_TASK DESCRIPTION_. Select the lines below containing the word "every".

[Stored data entries]
Segment Open
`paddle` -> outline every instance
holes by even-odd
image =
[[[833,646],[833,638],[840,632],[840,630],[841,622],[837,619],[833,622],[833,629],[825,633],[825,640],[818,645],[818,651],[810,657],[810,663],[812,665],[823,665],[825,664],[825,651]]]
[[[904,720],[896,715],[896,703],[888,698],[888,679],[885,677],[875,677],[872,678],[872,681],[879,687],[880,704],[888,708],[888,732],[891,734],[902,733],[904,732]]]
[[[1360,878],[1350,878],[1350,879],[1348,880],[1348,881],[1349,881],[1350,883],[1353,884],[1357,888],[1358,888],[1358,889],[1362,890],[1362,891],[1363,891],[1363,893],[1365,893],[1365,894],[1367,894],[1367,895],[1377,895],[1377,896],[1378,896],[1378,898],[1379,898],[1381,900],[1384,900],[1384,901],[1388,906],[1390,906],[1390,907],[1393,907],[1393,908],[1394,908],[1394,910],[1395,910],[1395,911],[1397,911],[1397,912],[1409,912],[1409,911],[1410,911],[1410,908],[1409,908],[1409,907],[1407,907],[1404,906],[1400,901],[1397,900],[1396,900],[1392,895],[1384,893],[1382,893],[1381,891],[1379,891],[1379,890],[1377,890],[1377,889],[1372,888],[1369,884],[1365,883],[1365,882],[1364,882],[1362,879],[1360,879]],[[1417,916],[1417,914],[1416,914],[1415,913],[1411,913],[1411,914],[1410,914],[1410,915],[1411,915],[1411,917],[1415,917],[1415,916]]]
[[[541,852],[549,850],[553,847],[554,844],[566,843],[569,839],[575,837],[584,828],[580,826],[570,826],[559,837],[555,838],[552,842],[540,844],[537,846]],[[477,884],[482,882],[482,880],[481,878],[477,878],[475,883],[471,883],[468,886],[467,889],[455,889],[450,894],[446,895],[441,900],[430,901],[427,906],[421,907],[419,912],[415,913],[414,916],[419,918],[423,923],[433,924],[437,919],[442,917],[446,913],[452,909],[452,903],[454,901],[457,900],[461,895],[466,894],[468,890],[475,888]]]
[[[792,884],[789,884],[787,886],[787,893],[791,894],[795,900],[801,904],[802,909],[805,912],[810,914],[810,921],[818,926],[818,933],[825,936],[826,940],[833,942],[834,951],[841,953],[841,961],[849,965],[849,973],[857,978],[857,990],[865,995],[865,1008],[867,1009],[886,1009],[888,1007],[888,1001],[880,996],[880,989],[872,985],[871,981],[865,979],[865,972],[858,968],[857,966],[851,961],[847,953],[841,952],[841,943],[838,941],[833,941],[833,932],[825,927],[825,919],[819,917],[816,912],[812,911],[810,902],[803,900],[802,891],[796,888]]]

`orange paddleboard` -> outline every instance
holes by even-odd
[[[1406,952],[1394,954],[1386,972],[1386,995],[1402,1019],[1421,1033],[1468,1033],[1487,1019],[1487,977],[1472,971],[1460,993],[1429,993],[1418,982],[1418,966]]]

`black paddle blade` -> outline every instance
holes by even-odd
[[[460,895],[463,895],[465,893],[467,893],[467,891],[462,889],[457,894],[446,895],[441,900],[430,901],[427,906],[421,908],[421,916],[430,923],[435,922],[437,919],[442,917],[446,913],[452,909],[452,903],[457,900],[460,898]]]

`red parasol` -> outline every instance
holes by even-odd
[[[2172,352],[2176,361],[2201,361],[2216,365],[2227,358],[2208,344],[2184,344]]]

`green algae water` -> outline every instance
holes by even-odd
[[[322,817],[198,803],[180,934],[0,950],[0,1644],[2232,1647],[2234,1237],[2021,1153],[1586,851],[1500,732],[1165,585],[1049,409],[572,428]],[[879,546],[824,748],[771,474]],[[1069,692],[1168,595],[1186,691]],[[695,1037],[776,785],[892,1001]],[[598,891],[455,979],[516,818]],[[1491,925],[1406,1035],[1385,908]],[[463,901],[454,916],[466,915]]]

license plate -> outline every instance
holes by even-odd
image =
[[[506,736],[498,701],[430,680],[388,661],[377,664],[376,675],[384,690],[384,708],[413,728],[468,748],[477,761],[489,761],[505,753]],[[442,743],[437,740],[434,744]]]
Segment Closed
_SOLUTION_.
`paddle` -> outline every instance
`orange paddleboard` -> outline every instance
`black paddle blade` -> outline every instance
`red parasol` -> outline every instance
`green algae water` -> outline every instance
license plate -> outline every instance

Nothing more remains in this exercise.